_Supplied passage_.
-=-=-
Detroit Superintendent Nikolai Vitti, aiming to navigate between ensuring student safety and avoiding a prison-like atmosphere in schools, said he would recommend against installing metal detectors in schools across the district.
Vitti was responding to renewed concerns about safety from district families following the deadly shooting in a Texas elementary school on Tuesday, and a weapons threat the same day at a high school in Detroit. He said outdated metal detectors currently installed in some district schools will be updated by June to ensure they’re fully functional.
But extending metal detectors to all schools would not win broad support from parents, he told school board members during an academic committee meeting on Thursday, noting that such a move could increase anxiety among students, and wouldn’t necessarily prevent a person from smuggling in a weapon.
“I do think it contributes to a prison type of environment in a school where we’re taking kindergarteners that walk through a metal detector every morning.”
Some schools, he added, prefer greeters at the front door over metal detectors and security guards.
Board vice president Deborah Hunter-Harvill said that she’s “beginning to move” toward favoring a districtwide requirement for metal detectors in schools based on how she’s seen other urban and rural school districts implement stricter security measures in recent days and months.
-=-=-
_Entries shown_.
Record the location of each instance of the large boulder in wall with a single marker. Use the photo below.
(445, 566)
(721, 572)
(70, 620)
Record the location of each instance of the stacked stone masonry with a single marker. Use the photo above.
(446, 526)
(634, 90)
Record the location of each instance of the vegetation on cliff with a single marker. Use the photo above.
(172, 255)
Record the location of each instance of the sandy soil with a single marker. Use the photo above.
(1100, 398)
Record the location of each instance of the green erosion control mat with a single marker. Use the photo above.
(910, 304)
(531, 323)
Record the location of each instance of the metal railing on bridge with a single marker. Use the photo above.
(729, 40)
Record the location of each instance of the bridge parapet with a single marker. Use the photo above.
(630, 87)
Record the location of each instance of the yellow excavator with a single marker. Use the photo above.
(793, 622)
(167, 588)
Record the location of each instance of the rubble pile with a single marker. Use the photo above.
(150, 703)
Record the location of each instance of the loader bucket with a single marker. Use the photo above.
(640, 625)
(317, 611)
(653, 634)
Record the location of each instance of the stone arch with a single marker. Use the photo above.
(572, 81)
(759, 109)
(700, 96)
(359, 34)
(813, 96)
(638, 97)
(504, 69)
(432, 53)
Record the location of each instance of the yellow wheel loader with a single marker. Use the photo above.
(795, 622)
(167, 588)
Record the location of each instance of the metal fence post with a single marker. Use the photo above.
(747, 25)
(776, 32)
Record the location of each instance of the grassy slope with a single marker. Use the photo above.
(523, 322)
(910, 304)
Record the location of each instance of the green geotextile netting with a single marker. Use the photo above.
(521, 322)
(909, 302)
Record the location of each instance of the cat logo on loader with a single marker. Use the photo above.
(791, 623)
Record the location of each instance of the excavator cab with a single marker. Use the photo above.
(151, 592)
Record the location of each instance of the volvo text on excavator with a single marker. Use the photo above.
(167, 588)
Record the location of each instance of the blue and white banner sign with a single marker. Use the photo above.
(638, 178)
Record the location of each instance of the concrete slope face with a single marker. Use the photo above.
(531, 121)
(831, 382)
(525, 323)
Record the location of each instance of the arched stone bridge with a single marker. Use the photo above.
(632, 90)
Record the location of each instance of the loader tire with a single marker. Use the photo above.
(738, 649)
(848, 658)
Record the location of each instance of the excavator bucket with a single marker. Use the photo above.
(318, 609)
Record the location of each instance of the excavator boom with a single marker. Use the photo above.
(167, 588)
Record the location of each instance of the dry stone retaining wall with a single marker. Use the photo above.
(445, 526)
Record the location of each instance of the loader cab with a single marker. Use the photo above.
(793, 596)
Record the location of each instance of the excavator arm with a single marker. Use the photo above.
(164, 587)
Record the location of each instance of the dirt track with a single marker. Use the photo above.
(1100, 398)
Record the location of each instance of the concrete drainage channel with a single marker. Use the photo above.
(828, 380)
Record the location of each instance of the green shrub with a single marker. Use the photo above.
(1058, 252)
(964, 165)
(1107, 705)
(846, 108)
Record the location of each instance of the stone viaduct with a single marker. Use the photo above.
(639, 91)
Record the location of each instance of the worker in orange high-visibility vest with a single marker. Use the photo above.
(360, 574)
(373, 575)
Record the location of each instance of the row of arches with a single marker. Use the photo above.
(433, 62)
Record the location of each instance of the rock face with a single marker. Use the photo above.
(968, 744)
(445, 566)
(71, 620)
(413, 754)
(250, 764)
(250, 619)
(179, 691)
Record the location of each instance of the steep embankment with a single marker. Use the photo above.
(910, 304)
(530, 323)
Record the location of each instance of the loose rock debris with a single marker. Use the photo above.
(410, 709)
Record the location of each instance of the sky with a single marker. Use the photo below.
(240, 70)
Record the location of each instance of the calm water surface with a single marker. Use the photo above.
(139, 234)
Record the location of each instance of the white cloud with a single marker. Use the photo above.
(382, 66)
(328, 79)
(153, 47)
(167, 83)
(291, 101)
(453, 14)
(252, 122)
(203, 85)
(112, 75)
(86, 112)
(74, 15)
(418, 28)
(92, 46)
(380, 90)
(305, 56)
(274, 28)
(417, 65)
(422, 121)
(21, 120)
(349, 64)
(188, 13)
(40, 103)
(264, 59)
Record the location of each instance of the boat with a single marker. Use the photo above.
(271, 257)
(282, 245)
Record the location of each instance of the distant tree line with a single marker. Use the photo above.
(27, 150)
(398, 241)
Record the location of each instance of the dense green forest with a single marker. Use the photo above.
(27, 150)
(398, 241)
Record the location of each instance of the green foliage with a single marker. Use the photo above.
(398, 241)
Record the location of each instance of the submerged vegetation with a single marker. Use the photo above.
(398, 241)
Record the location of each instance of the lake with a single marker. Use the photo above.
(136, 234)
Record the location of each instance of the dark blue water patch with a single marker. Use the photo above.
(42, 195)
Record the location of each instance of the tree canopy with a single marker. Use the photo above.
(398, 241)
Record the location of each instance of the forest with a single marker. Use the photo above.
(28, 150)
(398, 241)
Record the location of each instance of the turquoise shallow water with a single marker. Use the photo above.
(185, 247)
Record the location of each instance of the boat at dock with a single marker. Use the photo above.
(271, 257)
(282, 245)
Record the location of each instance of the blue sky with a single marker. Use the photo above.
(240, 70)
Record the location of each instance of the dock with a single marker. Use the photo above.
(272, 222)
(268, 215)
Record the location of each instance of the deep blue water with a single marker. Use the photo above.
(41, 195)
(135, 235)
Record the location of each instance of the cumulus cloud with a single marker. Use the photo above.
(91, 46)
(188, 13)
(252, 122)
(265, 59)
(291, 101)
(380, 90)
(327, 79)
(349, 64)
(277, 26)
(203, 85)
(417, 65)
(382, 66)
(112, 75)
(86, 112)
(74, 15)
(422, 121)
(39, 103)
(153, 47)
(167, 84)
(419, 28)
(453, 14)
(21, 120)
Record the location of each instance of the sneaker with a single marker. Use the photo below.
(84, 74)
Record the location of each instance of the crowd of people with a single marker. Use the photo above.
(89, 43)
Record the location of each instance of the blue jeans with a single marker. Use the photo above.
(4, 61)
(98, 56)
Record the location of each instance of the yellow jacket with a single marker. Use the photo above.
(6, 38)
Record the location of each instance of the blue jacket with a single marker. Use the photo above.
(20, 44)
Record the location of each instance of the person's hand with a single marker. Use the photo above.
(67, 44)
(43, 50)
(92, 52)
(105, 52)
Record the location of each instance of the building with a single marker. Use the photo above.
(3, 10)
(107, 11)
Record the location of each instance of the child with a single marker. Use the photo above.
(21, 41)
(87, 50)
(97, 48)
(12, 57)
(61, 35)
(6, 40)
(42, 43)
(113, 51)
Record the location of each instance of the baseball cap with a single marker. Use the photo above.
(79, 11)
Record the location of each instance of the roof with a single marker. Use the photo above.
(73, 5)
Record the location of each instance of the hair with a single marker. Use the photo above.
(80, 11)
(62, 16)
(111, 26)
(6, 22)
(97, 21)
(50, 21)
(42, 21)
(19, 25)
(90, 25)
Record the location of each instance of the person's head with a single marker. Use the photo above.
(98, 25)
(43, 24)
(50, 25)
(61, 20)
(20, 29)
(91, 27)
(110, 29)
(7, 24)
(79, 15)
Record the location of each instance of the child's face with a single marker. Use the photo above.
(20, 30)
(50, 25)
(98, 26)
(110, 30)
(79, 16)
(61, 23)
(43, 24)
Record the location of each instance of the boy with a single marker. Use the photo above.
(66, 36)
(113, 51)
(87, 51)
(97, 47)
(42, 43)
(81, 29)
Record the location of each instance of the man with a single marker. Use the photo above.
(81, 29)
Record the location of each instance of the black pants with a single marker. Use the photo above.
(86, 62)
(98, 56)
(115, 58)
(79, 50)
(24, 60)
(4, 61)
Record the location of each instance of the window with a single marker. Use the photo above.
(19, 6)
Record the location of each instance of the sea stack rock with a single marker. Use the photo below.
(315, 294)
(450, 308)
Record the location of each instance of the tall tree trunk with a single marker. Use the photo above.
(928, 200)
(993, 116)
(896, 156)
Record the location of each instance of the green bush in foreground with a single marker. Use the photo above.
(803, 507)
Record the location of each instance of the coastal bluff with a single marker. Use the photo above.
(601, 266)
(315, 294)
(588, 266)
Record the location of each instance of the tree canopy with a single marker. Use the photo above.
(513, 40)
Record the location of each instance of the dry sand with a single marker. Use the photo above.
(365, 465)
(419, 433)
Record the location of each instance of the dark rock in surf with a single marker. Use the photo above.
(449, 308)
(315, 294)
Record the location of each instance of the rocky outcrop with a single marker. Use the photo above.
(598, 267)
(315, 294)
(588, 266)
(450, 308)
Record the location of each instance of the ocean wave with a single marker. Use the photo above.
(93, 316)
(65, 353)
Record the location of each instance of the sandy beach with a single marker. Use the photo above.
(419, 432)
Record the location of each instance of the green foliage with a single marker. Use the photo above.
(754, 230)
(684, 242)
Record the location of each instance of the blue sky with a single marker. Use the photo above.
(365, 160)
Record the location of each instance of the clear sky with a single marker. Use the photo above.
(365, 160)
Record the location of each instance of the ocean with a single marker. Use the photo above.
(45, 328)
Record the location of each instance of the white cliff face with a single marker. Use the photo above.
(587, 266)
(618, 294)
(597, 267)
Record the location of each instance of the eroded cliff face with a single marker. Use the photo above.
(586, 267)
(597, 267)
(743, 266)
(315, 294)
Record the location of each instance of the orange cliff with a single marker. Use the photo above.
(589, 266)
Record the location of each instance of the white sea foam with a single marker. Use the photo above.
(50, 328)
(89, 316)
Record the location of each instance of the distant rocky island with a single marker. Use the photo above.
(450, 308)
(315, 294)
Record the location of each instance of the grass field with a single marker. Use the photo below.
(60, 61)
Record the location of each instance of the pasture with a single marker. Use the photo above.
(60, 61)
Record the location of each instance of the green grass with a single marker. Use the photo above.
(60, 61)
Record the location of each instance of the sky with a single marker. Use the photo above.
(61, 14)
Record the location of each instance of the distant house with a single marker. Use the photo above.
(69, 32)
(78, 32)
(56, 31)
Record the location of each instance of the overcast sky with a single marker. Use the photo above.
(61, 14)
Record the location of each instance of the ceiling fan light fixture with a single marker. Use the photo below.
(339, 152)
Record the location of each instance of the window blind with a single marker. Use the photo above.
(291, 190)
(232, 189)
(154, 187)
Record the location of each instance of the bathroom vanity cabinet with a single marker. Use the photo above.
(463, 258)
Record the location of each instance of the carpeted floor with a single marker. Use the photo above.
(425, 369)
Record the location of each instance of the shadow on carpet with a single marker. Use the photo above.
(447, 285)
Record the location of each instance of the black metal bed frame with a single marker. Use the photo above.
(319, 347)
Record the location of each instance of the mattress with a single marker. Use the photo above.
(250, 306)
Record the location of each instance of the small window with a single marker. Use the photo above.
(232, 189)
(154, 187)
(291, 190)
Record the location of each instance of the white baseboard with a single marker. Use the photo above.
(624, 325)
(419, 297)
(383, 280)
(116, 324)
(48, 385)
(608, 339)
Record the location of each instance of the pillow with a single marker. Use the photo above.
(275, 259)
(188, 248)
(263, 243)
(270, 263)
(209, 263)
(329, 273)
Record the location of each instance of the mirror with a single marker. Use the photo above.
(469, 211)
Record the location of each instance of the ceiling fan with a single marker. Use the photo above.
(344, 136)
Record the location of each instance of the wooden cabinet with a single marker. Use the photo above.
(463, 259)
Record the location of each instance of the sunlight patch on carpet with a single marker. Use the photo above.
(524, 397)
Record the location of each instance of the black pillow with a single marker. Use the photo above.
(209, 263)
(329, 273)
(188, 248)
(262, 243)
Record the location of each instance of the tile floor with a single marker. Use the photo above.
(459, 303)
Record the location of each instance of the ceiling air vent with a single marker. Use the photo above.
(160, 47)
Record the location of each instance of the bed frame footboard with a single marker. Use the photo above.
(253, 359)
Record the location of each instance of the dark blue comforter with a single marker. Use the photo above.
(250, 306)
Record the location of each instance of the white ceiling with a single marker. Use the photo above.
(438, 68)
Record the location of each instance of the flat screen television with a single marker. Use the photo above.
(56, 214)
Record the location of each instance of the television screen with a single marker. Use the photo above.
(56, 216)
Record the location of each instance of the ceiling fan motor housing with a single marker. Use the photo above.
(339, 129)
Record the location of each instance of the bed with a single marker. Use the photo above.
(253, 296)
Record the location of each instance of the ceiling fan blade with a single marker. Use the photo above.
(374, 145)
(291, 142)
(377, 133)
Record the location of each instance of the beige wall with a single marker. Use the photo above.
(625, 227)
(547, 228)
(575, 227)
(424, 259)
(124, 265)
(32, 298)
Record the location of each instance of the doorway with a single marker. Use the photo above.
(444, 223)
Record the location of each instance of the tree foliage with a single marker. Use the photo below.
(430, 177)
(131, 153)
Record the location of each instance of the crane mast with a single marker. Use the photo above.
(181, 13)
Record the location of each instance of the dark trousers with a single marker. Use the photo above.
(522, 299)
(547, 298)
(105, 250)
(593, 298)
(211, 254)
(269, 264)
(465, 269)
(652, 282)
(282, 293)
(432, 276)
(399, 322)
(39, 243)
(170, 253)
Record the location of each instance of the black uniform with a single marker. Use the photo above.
-=-=-
_To do_.
Can you reproduce, word for word, the part of the Detroit metal detector article starting at "Board vice president" and ending at "days and months."?

_Output of the exercise_.
Board vice president Deborah Hunter-Harvill said that she’s “beginning to move” toward favoring a districtwide requirement for metal detectors in schools based on how she’s seen other urban and rural school districts implement stricter security measures in recent days and months.